**Requirement**
Your task is to copy every line of the entries that holds the word "door".

(Collected data)
[Start of section]

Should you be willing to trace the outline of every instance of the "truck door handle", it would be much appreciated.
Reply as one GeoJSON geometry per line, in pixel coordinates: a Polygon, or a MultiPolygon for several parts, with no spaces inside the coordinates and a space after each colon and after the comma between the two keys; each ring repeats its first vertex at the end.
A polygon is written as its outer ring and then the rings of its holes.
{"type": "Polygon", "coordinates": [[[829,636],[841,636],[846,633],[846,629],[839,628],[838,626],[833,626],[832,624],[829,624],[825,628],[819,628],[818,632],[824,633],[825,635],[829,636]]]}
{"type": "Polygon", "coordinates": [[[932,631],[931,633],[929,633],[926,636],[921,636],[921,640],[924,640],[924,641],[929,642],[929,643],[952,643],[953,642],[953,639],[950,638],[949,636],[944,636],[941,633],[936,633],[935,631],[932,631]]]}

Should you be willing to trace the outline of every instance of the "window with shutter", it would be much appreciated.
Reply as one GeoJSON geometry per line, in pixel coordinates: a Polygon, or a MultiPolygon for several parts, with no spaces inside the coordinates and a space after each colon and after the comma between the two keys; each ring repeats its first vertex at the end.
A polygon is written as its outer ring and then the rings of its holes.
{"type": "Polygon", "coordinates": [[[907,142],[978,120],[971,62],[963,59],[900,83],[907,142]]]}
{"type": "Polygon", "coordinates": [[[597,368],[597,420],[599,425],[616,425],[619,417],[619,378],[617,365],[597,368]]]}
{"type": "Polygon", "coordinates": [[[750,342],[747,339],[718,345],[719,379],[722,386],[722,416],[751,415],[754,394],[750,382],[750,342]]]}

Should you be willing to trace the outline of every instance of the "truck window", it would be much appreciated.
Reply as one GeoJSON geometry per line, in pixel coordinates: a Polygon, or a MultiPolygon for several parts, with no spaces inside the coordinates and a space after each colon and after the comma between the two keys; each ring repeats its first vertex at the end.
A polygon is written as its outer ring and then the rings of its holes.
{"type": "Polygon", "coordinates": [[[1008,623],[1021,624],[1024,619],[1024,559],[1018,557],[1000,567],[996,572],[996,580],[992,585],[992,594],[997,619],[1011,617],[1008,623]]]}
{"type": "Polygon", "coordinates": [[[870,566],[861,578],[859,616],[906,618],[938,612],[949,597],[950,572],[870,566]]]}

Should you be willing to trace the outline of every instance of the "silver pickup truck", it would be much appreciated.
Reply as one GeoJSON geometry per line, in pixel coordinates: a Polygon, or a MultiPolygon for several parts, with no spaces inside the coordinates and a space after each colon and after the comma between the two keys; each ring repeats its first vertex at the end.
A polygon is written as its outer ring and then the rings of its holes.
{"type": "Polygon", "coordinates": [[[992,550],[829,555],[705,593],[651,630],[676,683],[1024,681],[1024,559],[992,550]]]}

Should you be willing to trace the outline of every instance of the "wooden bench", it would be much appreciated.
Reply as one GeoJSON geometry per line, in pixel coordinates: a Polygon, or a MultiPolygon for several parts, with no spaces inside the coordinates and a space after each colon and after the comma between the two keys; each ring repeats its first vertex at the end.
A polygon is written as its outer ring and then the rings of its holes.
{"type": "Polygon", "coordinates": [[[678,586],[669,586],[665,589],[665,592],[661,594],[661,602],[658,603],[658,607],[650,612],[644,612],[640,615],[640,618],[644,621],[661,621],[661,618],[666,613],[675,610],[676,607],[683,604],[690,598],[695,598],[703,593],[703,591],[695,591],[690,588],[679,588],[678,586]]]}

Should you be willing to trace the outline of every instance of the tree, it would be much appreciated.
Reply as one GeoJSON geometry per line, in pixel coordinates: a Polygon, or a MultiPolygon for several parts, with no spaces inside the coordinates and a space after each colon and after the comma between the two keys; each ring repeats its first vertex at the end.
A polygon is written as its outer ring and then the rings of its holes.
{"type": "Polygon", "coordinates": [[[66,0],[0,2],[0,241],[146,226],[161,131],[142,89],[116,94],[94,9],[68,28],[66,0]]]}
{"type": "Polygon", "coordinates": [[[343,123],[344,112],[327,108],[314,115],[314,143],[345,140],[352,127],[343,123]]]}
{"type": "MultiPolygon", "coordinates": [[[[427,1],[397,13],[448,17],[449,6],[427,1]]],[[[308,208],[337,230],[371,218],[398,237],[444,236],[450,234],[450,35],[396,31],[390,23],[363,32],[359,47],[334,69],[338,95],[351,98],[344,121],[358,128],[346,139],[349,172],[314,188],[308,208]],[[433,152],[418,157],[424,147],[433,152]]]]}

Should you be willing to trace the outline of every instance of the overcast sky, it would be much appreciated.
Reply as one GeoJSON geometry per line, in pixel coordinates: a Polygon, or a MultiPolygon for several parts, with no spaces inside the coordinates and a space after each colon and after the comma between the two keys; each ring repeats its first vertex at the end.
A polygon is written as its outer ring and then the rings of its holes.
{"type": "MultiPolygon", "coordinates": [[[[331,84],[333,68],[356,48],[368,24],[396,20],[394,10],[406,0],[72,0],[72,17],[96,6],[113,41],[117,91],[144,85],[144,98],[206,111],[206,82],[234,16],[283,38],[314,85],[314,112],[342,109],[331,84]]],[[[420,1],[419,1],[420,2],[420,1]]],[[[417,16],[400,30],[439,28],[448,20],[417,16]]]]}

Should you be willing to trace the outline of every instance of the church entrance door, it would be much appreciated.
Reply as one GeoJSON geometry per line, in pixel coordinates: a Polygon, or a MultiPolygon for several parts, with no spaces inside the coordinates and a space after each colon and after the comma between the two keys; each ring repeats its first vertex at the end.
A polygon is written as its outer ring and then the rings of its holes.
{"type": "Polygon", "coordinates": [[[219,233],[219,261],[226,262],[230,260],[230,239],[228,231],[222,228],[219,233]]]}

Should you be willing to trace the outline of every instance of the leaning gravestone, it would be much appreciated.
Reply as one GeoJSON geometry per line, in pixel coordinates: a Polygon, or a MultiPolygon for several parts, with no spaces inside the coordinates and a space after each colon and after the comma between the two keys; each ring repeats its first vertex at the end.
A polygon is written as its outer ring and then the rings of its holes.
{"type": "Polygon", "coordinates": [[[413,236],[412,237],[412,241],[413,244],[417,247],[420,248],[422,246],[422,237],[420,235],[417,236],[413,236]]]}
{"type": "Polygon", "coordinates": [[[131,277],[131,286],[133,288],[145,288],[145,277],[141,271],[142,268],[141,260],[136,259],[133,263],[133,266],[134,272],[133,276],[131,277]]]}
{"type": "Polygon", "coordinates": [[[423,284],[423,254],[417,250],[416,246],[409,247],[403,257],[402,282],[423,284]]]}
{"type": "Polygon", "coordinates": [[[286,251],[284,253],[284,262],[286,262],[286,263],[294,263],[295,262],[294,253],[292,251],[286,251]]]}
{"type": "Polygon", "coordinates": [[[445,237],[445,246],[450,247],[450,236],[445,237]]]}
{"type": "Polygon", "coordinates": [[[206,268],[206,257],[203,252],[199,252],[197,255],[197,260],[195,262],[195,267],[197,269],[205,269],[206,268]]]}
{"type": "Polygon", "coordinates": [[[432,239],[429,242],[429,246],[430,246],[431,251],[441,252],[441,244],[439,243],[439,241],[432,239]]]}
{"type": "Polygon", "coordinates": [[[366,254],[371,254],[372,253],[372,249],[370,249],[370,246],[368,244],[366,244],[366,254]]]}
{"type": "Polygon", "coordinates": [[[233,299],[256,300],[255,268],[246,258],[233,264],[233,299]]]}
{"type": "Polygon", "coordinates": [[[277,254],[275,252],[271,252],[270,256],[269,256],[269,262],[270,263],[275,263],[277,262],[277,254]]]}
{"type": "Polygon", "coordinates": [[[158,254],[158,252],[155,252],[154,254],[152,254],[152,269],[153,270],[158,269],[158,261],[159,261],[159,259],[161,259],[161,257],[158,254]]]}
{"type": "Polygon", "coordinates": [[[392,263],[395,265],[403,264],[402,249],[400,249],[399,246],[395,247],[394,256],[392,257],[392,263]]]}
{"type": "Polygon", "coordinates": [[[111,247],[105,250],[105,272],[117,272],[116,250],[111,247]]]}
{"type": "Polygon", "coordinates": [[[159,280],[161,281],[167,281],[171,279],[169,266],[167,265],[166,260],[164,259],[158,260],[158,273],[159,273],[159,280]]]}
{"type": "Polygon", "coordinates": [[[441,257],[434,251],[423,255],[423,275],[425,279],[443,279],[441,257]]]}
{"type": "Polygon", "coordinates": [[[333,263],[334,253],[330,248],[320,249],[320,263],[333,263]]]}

[End of section]

**Written answer**
Should you be willing to trace the outline of every instance of the "truck door handle", it would be much appreciated.
Should you be willing to trace the outline of every instance of the church entrance door, it would be much appreciated.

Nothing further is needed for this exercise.